Your goal: Please copy out all of the rows below word for word, leaving out the pictures.

-- begin --

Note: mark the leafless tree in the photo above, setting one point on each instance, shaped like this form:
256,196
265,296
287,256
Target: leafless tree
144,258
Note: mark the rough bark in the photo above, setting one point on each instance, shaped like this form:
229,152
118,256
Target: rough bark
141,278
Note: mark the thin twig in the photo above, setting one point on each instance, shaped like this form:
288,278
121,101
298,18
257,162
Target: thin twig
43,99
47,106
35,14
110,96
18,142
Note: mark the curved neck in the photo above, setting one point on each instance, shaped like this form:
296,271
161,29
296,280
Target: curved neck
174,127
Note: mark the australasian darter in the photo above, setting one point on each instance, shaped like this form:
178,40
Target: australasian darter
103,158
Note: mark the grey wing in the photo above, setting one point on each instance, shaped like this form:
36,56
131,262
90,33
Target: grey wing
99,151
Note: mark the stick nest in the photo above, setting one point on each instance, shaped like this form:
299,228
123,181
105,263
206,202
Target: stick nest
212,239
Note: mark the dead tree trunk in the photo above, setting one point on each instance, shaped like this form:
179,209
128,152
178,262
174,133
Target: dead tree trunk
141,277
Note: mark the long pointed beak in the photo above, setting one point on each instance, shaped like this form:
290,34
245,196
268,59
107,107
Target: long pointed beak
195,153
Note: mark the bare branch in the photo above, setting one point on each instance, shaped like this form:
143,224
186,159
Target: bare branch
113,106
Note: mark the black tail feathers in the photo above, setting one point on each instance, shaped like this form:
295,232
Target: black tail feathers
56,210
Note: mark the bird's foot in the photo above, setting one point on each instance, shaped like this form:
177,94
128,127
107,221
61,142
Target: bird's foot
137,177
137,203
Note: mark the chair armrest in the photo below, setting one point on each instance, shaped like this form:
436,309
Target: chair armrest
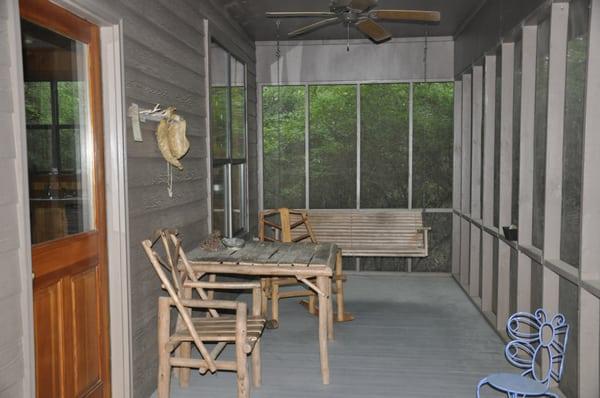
222,285
215,304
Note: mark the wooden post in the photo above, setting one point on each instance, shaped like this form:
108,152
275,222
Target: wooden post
240,353
256,312
185,350
329,294
322,282
164,356
339,285
274,303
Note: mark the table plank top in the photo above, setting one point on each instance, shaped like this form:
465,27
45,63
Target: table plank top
265,257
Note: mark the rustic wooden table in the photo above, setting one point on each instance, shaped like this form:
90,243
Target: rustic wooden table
303,261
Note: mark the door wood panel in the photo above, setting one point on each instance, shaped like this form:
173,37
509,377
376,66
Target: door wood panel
70,273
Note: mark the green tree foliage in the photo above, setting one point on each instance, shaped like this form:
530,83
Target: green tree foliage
433,111
283,146
384,145
332,141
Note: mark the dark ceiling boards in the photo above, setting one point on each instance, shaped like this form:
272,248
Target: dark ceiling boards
250,14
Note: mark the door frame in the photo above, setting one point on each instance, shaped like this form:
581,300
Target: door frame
115,154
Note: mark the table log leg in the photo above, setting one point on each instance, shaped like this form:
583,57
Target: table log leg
339,287
322,282
330,309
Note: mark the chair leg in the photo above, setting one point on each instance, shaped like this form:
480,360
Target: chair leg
481,384
256,366
164,364
274,303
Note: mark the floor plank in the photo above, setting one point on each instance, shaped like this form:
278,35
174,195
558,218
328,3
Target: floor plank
414,336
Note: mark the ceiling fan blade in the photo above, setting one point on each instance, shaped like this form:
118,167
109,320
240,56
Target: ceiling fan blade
362,5
313,26
406,16
373,30
285,14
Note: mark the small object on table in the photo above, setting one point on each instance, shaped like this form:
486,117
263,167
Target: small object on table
234,243
213,243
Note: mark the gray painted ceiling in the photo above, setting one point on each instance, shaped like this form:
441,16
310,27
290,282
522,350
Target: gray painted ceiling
250,14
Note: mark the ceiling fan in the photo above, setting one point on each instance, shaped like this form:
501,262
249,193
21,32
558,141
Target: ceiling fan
360,14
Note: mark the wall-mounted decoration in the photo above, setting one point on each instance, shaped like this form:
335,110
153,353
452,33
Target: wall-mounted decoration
170,135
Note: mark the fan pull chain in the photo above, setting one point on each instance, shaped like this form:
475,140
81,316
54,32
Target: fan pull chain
425,55
348,37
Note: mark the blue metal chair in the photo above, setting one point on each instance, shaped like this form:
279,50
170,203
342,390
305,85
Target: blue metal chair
533,337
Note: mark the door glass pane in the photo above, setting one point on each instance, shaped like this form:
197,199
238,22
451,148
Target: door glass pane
433,131
283,146
237,198
219,101
238,109
58,133
539,133
497,119
573,131
516,155
384,146
218,199
332,142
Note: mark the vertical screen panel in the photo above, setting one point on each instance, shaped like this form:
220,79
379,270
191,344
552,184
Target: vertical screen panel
497,135
384,146
540,133
516,161
440,244
332,143
283,146
568,305
433,109
577,45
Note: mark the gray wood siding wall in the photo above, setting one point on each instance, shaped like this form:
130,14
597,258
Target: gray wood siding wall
164,62
482,33
11,332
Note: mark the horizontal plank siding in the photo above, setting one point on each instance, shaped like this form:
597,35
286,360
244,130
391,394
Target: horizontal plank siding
11,265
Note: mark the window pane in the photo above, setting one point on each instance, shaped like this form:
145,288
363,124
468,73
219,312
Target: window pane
433,125
69,94
237,198
497,126
573,131
218,199
59,167
283,146
39,151
38,103
238,109
384,146
539,134
332,146
518,70
219,101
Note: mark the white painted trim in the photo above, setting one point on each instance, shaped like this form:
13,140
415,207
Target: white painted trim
117,211
113,85
22,193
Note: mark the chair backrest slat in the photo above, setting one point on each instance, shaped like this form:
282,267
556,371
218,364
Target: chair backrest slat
536,336
175,296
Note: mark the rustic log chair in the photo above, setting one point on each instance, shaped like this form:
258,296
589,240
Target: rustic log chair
286,225
240,330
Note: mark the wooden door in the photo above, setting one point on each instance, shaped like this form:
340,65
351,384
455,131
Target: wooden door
63,103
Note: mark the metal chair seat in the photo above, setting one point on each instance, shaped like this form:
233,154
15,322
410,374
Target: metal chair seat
515,382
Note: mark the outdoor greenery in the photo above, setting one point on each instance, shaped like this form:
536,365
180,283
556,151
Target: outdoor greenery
384,165
44,133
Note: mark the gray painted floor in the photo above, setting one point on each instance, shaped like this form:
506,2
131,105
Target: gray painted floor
414,336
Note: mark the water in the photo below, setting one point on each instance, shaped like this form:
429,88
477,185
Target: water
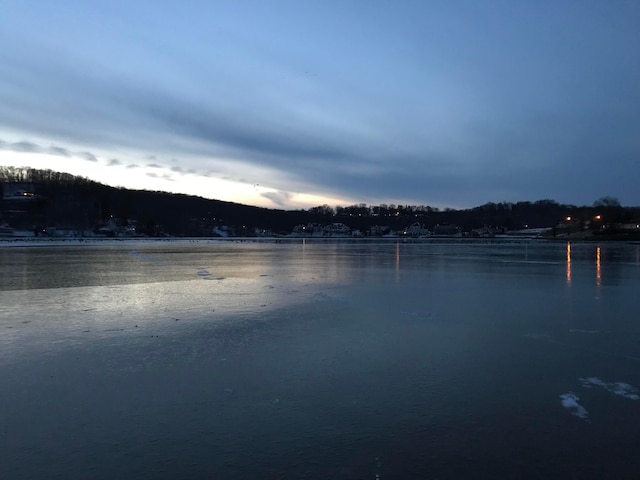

-- end --

Expected answer:
Note: mark the leafless tree in the photo above, setting one point on each instance, shaped like this form:
256,196
265,296
287,256
Target: leafless tree
144,258
Note: mark the rough bark in the photo above, setting one point on each instance, shaped like this form:
229,152
118,256
Target: rough bark
141,278
Note: mark the thin twig in the photo above, setting one point on each instance, shaped like this form:
288,278
121,101
298,18
257,162
Target: thin twig
43,99
47,106
35,14
110,96
18,142
Note: mark the curved neck in the photo above, setting one point on each instance, shaped like this form:
296,271
161,29
296,280
Target: curved neck
174,127
Note: mark the australasian darter in the photo above, setting one point on each instance, shaped like this form:
178,40
Target: australasian darter
103,158
Note: mark the grey wing in the photo above, setting one point on each instance, shaped like this form:
36,56
131,262
90,33
Target: grey wing
99,151
Note: mark the stick nest in the photo above, setting one point on each instance, shaped like this form:
299,228
123,181
105,263
206,202
Target: stick nest
212,239
Note: mark the dead tree trunk in the photo above, setting one point on each instance, shaped like this form:
179,209
128,152
178,262
174,133
Target: dead tree trunk
141,277
Note: mark the long pointed beak in the photo above, setting one point on each instance, shaped like this form:
290,34
245,196
268,59
107,107
Target: long pointed beak
195,153
Note: mark the bare branch in the photo above, setting one point on each instance, shaped like this form:
143,224
186,159
Target: bare branch
113,106
Note: mark the black tail feathers in the photo above, setting one point on each instance, shaped like this form:
295,232
Target: black tail feathers
56,210
Note: mark the bird's foot in the photo above, setting one point on each instance, shaped like this form:
177,94
128,127
107,221
61,142
Target: bird's foot
137,177
137,203
Note: mark the chair armrest in the photo below, setting one point on each instance, shaped like this form:
436,309
Target: chair armrest
222,285
215,304
Note: mark the wooden post in the photo above, setting one point on each instance, shaped like this form:
108,152
275,222
Target: wooden post
240,353
256,312
185,350
329,294
322,282
164,356
339,285
274,303
Note: mark the table plank top in the photo above, setting one point on each instance, shaped like this form:
465,27
45,63
Target: table plank top
265,257
Note: mark the rustic wooden table in the photo above, setting one point on each instance, shaped like this form:
90,243
Target: rustic wooden table
303,261
Note: mark the door wood panel in the photo above, setting one point on each instance, shaped like this form:
173,37
509,377
376,66
Target: door wood panel
70,273
Note: mark the green tree foliage in the photo above, setting one point on each instance, shaped like this form:
530,83
Target: green tree foliage
433,111
283,146
384,145
332,141
Note: mark the dark ceiling boards in the photo above, setting one point on each instance, shaped like this form:
272,248
Target: dark ceiling boards
250,14
Note: mark the door frame in the photo above, setting one point on each instance, shaped like this form:
581,300
Target: door frame
115,154
Note: mark the table log leg in the photo above, setting one point on each instance, shaped like this form:
583,57
Target: table log leg
339,287
322,282
330,309
Note: mark the chair leg in the photo above, setting one point on each instance, shaped like this form:
480,360
Target: chair leg
481,384
256,366
164,364
274,303
Note: mark the floor plank in the photo above, setting one point on each instance, shaped like this form:
278,35
174,195
558,218
328,3
Target: floor plank
414,336
Note: mark the ceiling fan blade in the photo above, setting one point on each instance, shaped like this form:
118,167
109,320
240,56
Target: ceiling fan blade
362,5
313,26
406,16
373,30
285,14
Note: mark the small object on table in the photo above, setting one point on each instance, shaped like this form:
486,117
263,167
Target: small object on table
234,243
213,243
Note: mark the gray painted ceiling in the photo above, setting one point on each instance, shaped like this form:
441,16
310,27
290,282
522,350
Target: gray painted ceiling
250,14
Note: mark the ceiling fan in the photo above, setting one point on each instance, shaped like this form:
501,262
249,193
21,32
558,141
Target: ceiling fan
360,14
Note: mark the wall-mounted decoration in the photo above, setting one point on each instance, shaped like this form:
335,110
153,353
452,33
Target: wall-mounted decoration
170,135
Note: mark the fan pull chain in the photo above, setting one point on each instance, shaped like this form:
475,140
81,316
54,32
Target: fan pull chain
425,55
348,37
Note: mark the blue metal chair in the photo above, setting one point on each instance, shaped like this form:
279,50
170,203
342,390
305,85
Target: blue metal chair
533,337
Note: mark the door glass pane in the photo above, setting one point on each instance, shaped like this form:
197,199
238,22
451,148
Target: door glass pane
433,131
283,146
237,198
219,101
238,109
58,133
539,133
497,119
573,131
516,155
384,146
218,199
332,142
Note: mark the vertical screen panel in the photo above, setting one point on each instance, shaped like this form:
220,79
379,270
191,344
552,184
Target: vertical screen panel
497,135
384,146
540,133
516,161
440,244
332,143
283,146
568,305
433,109
577,45
Note: mark the gray wood siding wall in the photo above, setting one point on each instance, shaped like this form:
130,14
597,258
Target: gray wood siding wall
164,62
482,33
11,332
Note: mark the horizontal plank siding in the photo above, setting one point on each instance, shaped like this form:
597,35
286,360
244,130
391,394
Target: horizontal plank siding
11,265
Note: mark the window pane in the photo above, setting one point on each instance, shaped like this form:
145,288
363,124
468,73
219,312
Target: window pane
433,125
69,94
237,198
497,126
573,131
218,199
59,167
283,146
39,151
38,103
238,109
384,146
539,134
332,146
518,70
219,101
Note: mark the white painted trim in the photo above, setting one point on each instance, shaped like this form:
13,140
415,207
Target: white painted trim
117,211
113,85
22,193
Note: mark the chair backrest slat in the photo above, setting one point on each instance, shaped like this form:
282,267
556,371
218,364
Target: chair backrest slat
536,336
175,296
Note: mark the rustic log chair in the photo above, setting one point on each instance, shaped like this form:
258,296
589,240
Target: rustic log chair
286,225
240,330
Note: mark the wooden door in the photo above, setting one point on each instance, shaped like this form:
340,65
351,384
455,131
Target: wooden door
63,103
Note: mark the metal chair seat in the photo above, setting one point on each instance, shaped like this form:
233,154
15,322
410,374
Target: metal chair seat
515,382
Note: mark the outdoor greenery in the photo above, setting one point on each instance, shaped like this form:
536,365
180,283
556,151
Target: outdoor greenery
384,165
44,133
Note: mark the gray painted floor in the photo above, setting one point on each instance, shaped like this form:
506,2
131,105
Target: gray painted floor
414,336
Note: mark the water in the photo below, setting one point on each instance, shaped like this form:
429,88
477,185
Target: water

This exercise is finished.